== Page ==
.....

Similar to 'pg_dump --binary-upgrade' [0], we can speed up pg_dump with
many sequences by gathering the required information in a single query
instead of two queries per sequence.  The attached patches are
works-in-progress, but here are the results I see on my machine for
'pg_dump --schema-only --binary-upgrade' with a million sequences:

          HEAD : 6m22.809s
           [0] : 1m54.701s
[0] + attached : 0m38.233s

I'm not sure I have all the details correct in 0003, and we might want to
separate the table into two tables which are only populated when the
relevant section is dumped.  Furthermore, the query in 0003 is a bit goofy
because it needs to dance around a bug reported elsewhere [1].

[0] https://postgr.es/m/20240418041712.GA3441570%40nathanxps13
[1] https://postgr.es/m/20240501005730.GA594666%40nathanxps13

-- 
Nathan Bossart
Amazon Web Services: https://aws.amazon.com
>From 32d1e994f31be002d4490f9239f819d6ee55cb36 Mon Sep 17 00:00:00 2001
From: Nathan Bossart <nat...@postgresql.org>
Date: Tue, 30 Apr 2024 14:41:36 -0500
Subject: [PATCH v1 1/3] parse sequence information

---
 src/bin/pg_dump/pg_dump.c | 64 ++++++++++++++++-----------------------
 1 file changed, 26 insertions(+), 38 deletions(-)

diff --git a/src/bin/pg_dump/pg_dump.c b/src/bin/pg_dump/pg_dump.c
index 379debac24..b53c17aace 100644
--- a/src/bin/pg_dump/pg_dump.c
+++ b/src/bin/pg_dump/pg_dump.c
@@ -17566,18 +17566,16 @@ dumpSequence(Archive *fout, const TableInfo *tbinfo)
 {
 	DumpOptions *dopt = fout->dopt;
 	PGresult   *res;
-	char	   *startv,
-			   *incby,
-			   *maxv,
-			   *minv,
-			   *cache,
-			   *seqtype;
+	char		seqtype[10];
 	bool		cycled;
 	bool		is_ascending;
 	int64		default_minv,
-				default_maxv;
-	char		bufm[32],
-				bufx[32];
+				default_maxv,
+				minv,
+				maxv,
+				startv,
+				incby,
+				cache;
 	PQExpBuffer query = createPQExpBuffer();
 	PQExpBuffer delqry = createPQExpBuffer();
 	char	   *qseqname;
@@ -17619,16 +17617,21 @@ dumpSequence(Archive *fout, const TableInfo *tbinfo)

.....

== Rows ==
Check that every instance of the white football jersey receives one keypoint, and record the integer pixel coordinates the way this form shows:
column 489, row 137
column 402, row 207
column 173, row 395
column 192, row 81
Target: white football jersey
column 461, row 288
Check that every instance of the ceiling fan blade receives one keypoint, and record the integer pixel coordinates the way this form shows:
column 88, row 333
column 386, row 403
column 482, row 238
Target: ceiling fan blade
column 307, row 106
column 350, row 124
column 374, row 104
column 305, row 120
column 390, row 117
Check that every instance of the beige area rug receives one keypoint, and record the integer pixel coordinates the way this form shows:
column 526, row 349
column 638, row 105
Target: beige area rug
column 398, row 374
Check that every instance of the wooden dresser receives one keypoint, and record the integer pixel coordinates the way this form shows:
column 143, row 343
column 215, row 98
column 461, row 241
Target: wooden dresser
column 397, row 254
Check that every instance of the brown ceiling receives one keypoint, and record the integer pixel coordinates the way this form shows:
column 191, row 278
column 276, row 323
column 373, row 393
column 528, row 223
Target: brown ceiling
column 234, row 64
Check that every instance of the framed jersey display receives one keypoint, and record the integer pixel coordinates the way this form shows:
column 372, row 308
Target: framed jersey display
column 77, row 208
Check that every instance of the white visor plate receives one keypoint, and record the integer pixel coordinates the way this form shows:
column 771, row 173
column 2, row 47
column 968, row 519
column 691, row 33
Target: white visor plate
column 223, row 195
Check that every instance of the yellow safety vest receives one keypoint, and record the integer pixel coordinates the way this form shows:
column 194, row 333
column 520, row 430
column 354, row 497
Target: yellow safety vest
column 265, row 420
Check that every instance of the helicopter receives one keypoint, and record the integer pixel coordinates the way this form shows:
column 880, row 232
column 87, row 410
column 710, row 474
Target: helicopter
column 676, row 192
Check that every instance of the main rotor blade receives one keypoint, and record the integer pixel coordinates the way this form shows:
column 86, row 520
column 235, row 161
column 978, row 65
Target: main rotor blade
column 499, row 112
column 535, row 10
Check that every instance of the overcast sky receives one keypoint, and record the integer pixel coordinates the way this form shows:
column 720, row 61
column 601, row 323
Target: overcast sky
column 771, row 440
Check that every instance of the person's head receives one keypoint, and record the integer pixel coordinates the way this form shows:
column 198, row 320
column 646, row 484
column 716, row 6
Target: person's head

.....

== Jobs ==
1: Transcribe the part of the pg_dump message that opens with the words containing "I'm not sure" and closes with "reported elsewhere [1].".
2: Condense the paragraph of the pg_dump message beginning "I'm not sure I have all the details correct" into a bulleted list that keeps its main points.
The data have no connection to the pg_dump message.

== Outputs by task ==
1:
I'm not sure I have all the details correct in 0003, and we might want to
separate the table into two tables which are only populated when the
relevant section is dumped.  Furthermore, the query in 0003 is a bit goofy
because it needs to dance around a bug reported elsewhere [1].

2:
- The details in 0003 may not all be correct.
- The table might be split into two tables, each populated only when the relevant section is dumped.
- The query in 0003 is somewhat goofy because it has to work around a bug reported elsewhere.